> [Instruções da tarefa]: Apresente, sem qualquer alteração, a passagem do texto sobre hanseníase que vai de "O nervo ulnar hipertrofiado" até "da técnica endoscópica?", inclusive.

> [Trecho do documento]:

=====

A hanseníase é uma doença principalmente cutânea e neurológica, mas pode se tornar sistêmica em pacientes multibacilares. A neuropatia por hanseníase ainda é diagnosticada e tratada de forma tardia ou totalmente ignorada, o que provoca deficiência permanente.[1] [2] [3]

As áreas comuns de compressão do nervo ulnar na neurite hansênica são o ligamento de Osborne, o flexor ulnar do carpo, a arcada de Struthers e o septo intermuscular medial. O nervo ulnar é o mais acometido pela neurite hansênica, com uma área crítica adjacente ao cotovelo.[4] [5]

A síndrome compressiva é decorrente do edema neural associado ao processo inflamatório infeccioso causado pela invasão bacilar e reação imunológica. Combinada ao espessamento do epineuro, que é inelástico e impermeável, ela prejudica a passagem pelo sulco ulnar no epicôndilo medial.[2] Há um aumento da pressão intraneural e compressão do axônio. O nervo acometido passa por três estágios de evolução: irritante (estágio I), caracterizado por dor, parestesia e hiperestesia; compressivo (estágio II), caracterizado por hipoestesia e parestesia; e déficit (estágio III), caracterizado por anestesia, paralisia e atrofia.[2]

A princípio, essas lesões podem ser tratadas clinicamente com prednisona. Nas neurites resistentes a esse medicamento, geralmente em estágio II, a cirurgia de descompressão ou microneurolise atua de maneira direta na lesão neuronal, evitando danos sensoriais e motores que provocam deformidades.[1] [6]

O nervo ulnar hipertrofiado é bastante suscetível a lesões, o que é muito importante em uma hipertrofia de nervo periférico, em vez da compressão externa comumente observada na síndrome do túnel cubital. Ainda há uma dúvida importante sobre a neurite hansênica: o procedimento cirúrgico pode ser realizado por meio da técnica endoscópica?

=====

> [Dados]:
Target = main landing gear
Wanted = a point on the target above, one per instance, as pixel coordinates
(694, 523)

=====

> [Resposta da tarefa]:
O nervo ulnar hipertrofiado é bastante suscetível a lesões, o que é muito importante em uma hipertrofia de nervo periférico, em vez da compressão externa comumente observada na síndrome do túnel cubital. Ainda há uma dúvida importante sobre a neurite hansênica: o procedimento cirúrgico pode ser realizado por meio da técnica endoscópica?